> [EXERCISE]: Copy the following lines word for word, leaving out the pictures.

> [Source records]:
((

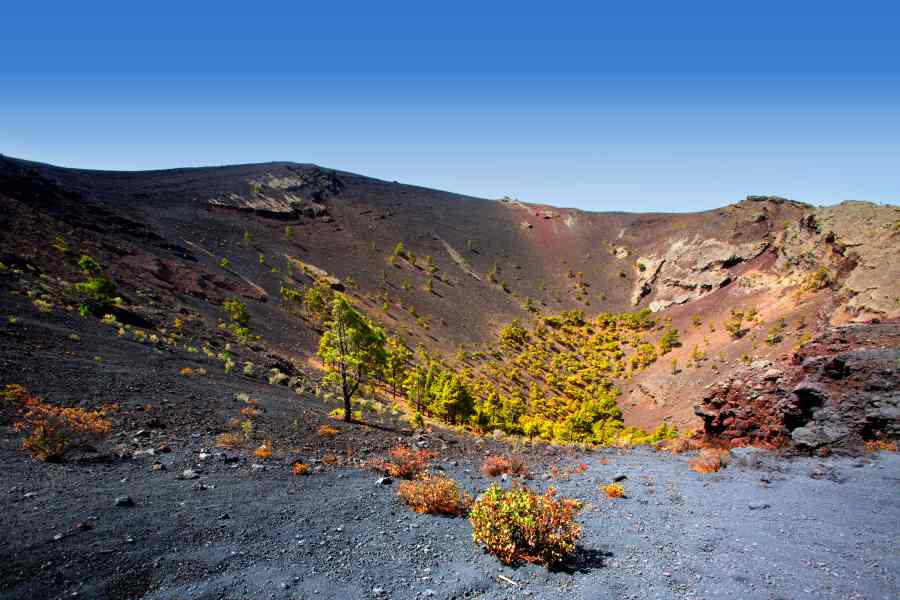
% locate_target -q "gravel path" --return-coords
[0,440,900,600]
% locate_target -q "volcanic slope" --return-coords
[0,157,900,442]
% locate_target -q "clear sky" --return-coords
[0,0,900,211]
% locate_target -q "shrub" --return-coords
[222,298,250,325]
[75,255,116,315]
[600,483,625,498]
[689,448,731,473]
[216,431,244,448]
[328,408,362,421]
[469,485,582,566]
[866,440,897,453]
[319,425,341,438]
[253,442,272,459]
[659,328,681,354]
[397,477,472,517]
[481,455,531,479]
[15,396,117,461]
[803,267,831,292]
[369,446,436,479]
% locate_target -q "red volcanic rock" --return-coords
[694,322,900,451]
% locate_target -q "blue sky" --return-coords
[0,0,900,211]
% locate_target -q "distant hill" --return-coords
[0,157,900,450]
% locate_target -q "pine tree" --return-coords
[318,294,385,423]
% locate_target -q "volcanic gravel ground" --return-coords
[0,436,900,599]
[0,268,900,600]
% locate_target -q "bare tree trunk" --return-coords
[344,386,352,423]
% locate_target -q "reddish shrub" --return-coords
[15,396,118,461]
[469,485,582,565]
[866,440,897,453]
[397,477,472,517]
[600,483,625,498]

))

> [EXPECTED ANSWER]:
% locate_target -q "gravel path" --return-coords
[0,440,900,600]
% locate_target -q "volcanic slope" --return-coords
[0,157,900,442]
% locate_target -q "clear sky" --return-coords
[0,0,900,211]
% locate_target -q "shrub" --return-coords
[222,298,250,325]
[75,255,116,315]
[600,483,625,498]
[689,448,731,473]
[216,431,244,448]
[328,408,362,421]
[469,485,582,566]
[866,440,897,453]
[319,425,341,438]
[253,442,272,459]
[659,328,681,354]
[397,477,472,517]
[481,455,531,479]
[15,396,117,461]
[803,267,831,292]
[369,446,436,479]
% locate_target -q "red volcanic rock" --return-coords
[694,322,900,451]
% locate_target -q "blue sky" --return-coords
[0,0,900,211]
% locate_target -q "distant hill" --return-coords
[0,157,900,450]
% locate_target -q "pine tree" --return-coords
[318,294,385,423]
% locate_target -q "volcanic gravel ground" --return-coords
[0,436,900,599]
[0,268,900,600]
% locate_target -q "bare tree trunk" --return-coords
[344,386,352,423]
% locate_target -q "reddish shrub" --return-coords
[15,396,118,461]
[469,485,582,565]
[866,440,897,453]
[397,477,472,517]
[600,483,625,498]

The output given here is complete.